21 Outubro 2014
"Parece ficar claro, ao longo do filme, que os replicantes representam a própria condição humana. Ameaçado pela iminência do não-ser, o ser humano busca um sentido absoluto para sua relatividade temporal, procurando religar-se ao mistério que lhe deu vida e lhe trará a morte. Nesta dinâmica existencial encontra-se a própria gênese do Fenômeno Religioso, que é a tradução cultural das grandes buscas humanas por ressignificação da vida diante da morte." A observação é de Renato Ferreira Machado, doutor em Teologia, membro do Instituto Humanitas Unisinos - IHU, autor de O desencantamento da experiência religiosa em House: "creia no que quiser, mas não seja idiota", Cadernos Teologia Pública, no. 84
Eis o texto.
Como uma produção cinematográfica se torna um cult movie? Há muitas discussões sobre isso, mas, certamente, a trajetória de Blade Runner – Caçador de Andróides, de Ridley Scott, nos ajuda a compreender este conceito. Lançado em 1982, o filme dividiu público e crítica especializada entre aqueles que o consideraram ousado em sua temática e os que estranharam seu ritmo, com muitos diálogos e pouca ação. O fato é que, pouco tempo depois, com o advento do videocassete, a produção foi sendo revista e revisitada, começando a formar, assim, um grupo de fiéis seguidores de sua estética, narrativa e personagens. Para compreendermos esta dinâmica, precisamos nos reportar às origens do filme.
O sonho dos androides
O filme que chegou às telas em 1982 não nasceu de um roteiro original. Buscando inspiração para escrever um roteiro para cinema, o ator estadunidense Hampton Fancher deparou-se com o romance Andróides sonham com Ovelhas Elétricas? (Do androids dream of Eletric Sheep?), de Phillip K. Dick, publicado em 1966. A história, passada em uma Los Angeles futurista e distópica, narra os dilemas morais de um caçador de recompensas contratado pela Polícia para, segundo o linguajar do texto, aposentar androides. Proibidos de circular na Terra, em função de um motim contra os seres humanos, ocorrido décadas antes, estes androides, na visão de Dick, são em tudo semelhantes ao ser humano, tornando difícil a distinção entre um e outro. Para realizar seu trabalho, então, os caçadores de androides utilizam um expediente de testes de empatia, que revelam pequenas variações entre reações emocionais de androides e seres humanos. O problema se encontra na mais recente geração de androides que vem sendo fabricada, tão próxima ao ser humano que começa a colocar em xeque a validade destes testes. Junto a isso, o caçador de recompensas acaba se deparando com androides que, permanecendo na Terra clandestinamente por anos, acabaram assumindo identidades humanas insuspeitáveis, o que levava o ato de aposentá-los para além da simples identificação. Para o caçador de recompensas, então, seu serviço começa a parecer muito mais com assassinato de pessoas do que com remoção de robôs com aparência humana, principalmente ao se deparar com androides que expressavam sonhos e projetos de vida.

———

- Enunciado A -
Segundo o texto sobre Blade Runner, por que o trabalho do caçador de recompensas passa a parecer mais um assassinato de pessoas do que a remoção de robôs? Responda em uma a três frases.
- Enunciado B -
Reescreva o trecho do texto sobre Blade Runner de "Como uma produção" a "origens do filme.", trocando "videocassete" por "DVD".
- Enunciado C -
Dê prosseguimento ao texto sobre Blade Runner, começando logo após a última frase apresentada.

- Trechos de dados de apontamento -
———

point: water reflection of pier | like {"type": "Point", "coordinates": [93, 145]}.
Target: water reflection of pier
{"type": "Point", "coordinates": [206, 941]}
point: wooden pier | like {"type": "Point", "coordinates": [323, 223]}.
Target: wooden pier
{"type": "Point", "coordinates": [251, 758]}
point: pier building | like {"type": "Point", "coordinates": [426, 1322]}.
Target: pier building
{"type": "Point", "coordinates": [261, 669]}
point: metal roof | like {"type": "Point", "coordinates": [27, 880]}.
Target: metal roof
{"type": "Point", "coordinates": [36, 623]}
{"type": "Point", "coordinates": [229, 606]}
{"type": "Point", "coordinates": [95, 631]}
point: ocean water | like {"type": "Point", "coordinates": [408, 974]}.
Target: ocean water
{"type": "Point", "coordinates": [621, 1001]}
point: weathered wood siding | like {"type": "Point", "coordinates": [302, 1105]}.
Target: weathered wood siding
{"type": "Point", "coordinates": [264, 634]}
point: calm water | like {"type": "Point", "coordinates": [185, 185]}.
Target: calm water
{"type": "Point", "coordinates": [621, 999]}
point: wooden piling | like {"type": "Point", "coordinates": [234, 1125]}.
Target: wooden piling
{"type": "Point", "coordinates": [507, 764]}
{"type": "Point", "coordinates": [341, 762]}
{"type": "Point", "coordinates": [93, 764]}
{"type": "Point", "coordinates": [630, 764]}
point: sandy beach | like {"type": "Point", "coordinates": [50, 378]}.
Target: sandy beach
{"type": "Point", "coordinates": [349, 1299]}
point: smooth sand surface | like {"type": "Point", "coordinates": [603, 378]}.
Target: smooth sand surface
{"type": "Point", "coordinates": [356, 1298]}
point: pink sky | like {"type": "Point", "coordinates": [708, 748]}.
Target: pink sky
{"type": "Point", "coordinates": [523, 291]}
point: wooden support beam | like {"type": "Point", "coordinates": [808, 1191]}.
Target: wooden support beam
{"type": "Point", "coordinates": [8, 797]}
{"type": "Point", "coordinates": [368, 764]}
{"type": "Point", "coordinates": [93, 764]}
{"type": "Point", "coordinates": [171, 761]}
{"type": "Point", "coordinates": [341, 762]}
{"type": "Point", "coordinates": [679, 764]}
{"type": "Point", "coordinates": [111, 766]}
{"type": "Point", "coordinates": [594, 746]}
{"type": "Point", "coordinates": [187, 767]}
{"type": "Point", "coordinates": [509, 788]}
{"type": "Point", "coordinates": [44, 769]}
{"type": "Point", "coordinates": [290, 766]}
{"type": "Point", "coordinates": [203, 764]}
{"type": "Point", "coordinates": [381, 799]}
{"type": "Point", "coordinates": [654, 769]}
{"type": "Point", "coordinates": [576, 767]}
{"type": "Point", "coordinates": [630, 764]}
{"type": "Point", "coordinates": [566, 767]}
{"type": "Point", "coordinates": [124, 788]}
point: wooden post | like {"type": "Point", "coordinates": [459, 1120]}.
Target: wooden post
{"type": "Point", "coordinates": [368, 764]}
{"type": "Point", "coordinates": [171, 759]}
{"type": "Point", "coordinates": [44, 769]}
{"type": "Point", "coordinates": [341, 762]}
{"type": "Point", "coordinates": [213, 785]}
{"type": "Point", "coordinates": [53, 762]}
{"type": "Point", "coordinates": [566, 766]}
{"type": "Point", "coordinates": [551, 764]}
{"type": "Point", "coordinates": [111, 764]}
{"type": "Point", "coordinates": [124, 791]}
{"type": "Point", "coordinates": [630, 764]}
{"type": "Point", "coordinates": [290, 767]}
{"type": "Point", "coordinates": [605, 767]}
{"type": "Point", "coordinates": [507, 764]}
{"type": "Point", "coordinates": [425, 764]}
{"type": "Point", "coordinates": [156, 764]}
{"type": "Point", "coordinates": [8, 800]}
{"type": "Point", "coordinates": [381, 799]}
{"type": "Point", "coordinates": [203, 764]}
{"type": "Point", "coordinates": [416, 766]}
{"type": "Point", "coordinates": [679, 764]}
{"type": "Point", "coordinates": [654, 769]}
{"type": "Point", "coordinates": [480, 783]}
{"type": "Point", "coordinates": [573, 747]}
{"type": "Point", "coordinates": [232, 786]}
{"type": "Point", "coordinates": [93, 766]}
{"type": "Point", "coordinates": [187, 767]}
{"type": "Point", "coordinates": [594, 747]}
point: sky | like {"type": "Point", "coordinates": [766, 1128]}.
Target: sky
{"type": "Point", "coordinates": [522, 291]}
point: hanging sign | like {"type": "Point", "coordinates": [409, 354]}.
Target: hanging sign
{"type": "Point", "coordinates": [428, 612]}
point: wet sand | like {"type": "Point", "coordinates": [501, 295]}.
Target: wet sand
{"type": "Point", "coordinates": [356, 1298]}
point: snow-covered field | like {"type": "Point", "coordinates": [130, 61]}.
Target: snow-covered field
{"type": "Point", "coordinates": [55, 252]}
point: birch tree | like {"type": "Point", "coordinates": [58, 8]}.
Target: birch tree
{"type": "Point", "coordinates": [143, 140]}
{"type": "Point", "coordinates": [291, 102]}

———

- Resposta escrita A -
Isso acontece porque ele encontra androides que viveram clandestinamente na Terra por anos e assumiram identidades humanas insuspeitáveis, de modo que aposentá-los vai além da simples identificação. A impressão se reforça principalmente quando ele se depara com androides que expressam sonhos e projetos de vida.

- Resposta escrita B -
Como uma produção cinematográfica se torna um cult movie? Há muitas discussões sobre isso, mas, certamente, a trajetória de Blade Runner – Caçador de Andróides, de Ridley Scott, nos ajuda a compreender este conceito. Lançado em 1982, o filme dividiu público e crítica especializada entre aqueles que o consideraram ousado em sua temática e os que estranharam seu ritmo, com muitos diálogos e pouca ação. O fato é que, pouco tempo depois, com o advento do DVD, a produção foi sendo revista e revisitada, começando a formar, assim, um grupo de fiéis seguidores de sua estética, narrativa e personagens. Para compreendermos esta dinâmica, precisamos nos reportar às origens do filme.

- Resposta escrita C -
O contexto social descrito por Dick revela um planeta pós-guerra nuclear, devastado em sua fauna e flora, com sociedades multiétnicas guiadas por ideais de consumo e incentivadas a deixar o planeta para habitar em colônias extraterrestres. De certa forma, o autor situa a Terra em uma espécie de periferia social, onde só permaneceram aqueles que tem baixo poder aquisitivo, os portadores de deficiência e as forças de repressão, como a polícia. Habitar fora da Terra, por isso, é algo retratado como ideal de ascensão social. É curioso, também, que Dick coloque entre os dilemas do personagem principal a preocupação em comprar um animal de verdade: segundo a narrativa da obra, grande parte dos animais haviam se extinguido com a guerra – fala-se muito, no livro, de uma poeira que a tudo impregnava e que seria tóxica a muitas espécies. Assim, havia um discurso moral por parte da governança terrestre, de que todo habitante deveria ter pelo menos um animal de estimação, para demonstrar sua preocupação com a regeneração ecológica do planeta. Com um preço muito alto, tornando-os inacessíveis à boa parte dos habitantes remanescentes da Terra, os animais eram substituídos por clones robóticos, comprados em segredo e cuidados como se fossem verdadeiros. Rick Deckard, o caçador de recompensas que protagoniza a história, possui uma ovelha elétrica, que todos pensam ser verdadeira e se lança na missão descrita no livro com o objetivo de ter dinheiro suficiente para comprar um animal de verdade.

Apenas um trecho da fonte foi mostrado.